◆ Trecho do texto:
************

Quo Vadis, Aida? e a impotência perante um genocídio

Cena do filme Quo Vadis, Aida?. Nela vemos Aida, uma mulher branca, de olhos claros e cabelo castanho curto. Ela veste roupa azul claro e um crachá azul escuro. Ela está olhando fixamente para frente. Na sua frente há grades marrons. O fundo é desfocado em tons de azul.
A potente atuação de Jasna Djuricic nos coloca em movimento mesmo assistindo a tela estáticos no candidato da Bósnia ao Oscar 2021 (Foto: Condor Distribution)

Ana Júlia Trevisan

O que seria das premiações sem os filmes de guerra? Em 1971, Patton venceu a categoria de Melhor Filme do Oscar; em 1994 foi vez do genial A Lista de Schindler levar a estatueta, e em 1999 O Resgate do Soldado Ryan garantiu a indicação no prêmio mais importante da noite; já em 2018, dois filmes bateram ponto no tapete vermelho: Dunkirk e O Destino de uma Nação. Em 2020, o Globo de Ouro até tentou emplacar os soldados de 1917, mas não ficou nem com cheiro perto do imbatível Parasita. No atípico 2021, temos escassez nos filmes de confronto armado, mas Quo Vadis, Aida? vem pra cobrir essa lacuna e impactar a quem assiste.

************

◆ Dados armazenados:
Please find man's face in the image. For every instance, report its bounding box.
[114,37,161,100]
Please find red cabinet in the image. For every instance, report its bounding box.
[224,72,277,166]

************

◆ Enunciado da tarefa 1: Reescreva a resenha sobre Quo Vadis, Aida? entre "Quo Vadis, Aida? e" e "tons de azul.", inclusive, trocando "grades" por "barras".
◆ Enunciado da tarefa 2: Segundo a resenha sobre Quo Vadis, Aida?, por que o filme ganha espaço entre os filmes de guerra em 2021?

◆ Resultado da tarefa 1:
Quo Vadis, Aida? e a impotência perante um genocídio

Cena do filme Quo Vadis, Aida?. Nela vemos Aida, uma mulher branca, de olhos claros e cabelo castanho curto. Ela veste roupa azul claro e um crachá azul escuro. Ela está olhando fixamente para frente. Na sua frente há barras marrons. O fundo é desfocado em tons de azul.

◆ Resultado da tarefa 2: Em 2021, um ano atípico, houve escassez de filmes de confronto armado. Quo Vadis, Aida? vem cobrir essa lacuna e impactar quem assiste.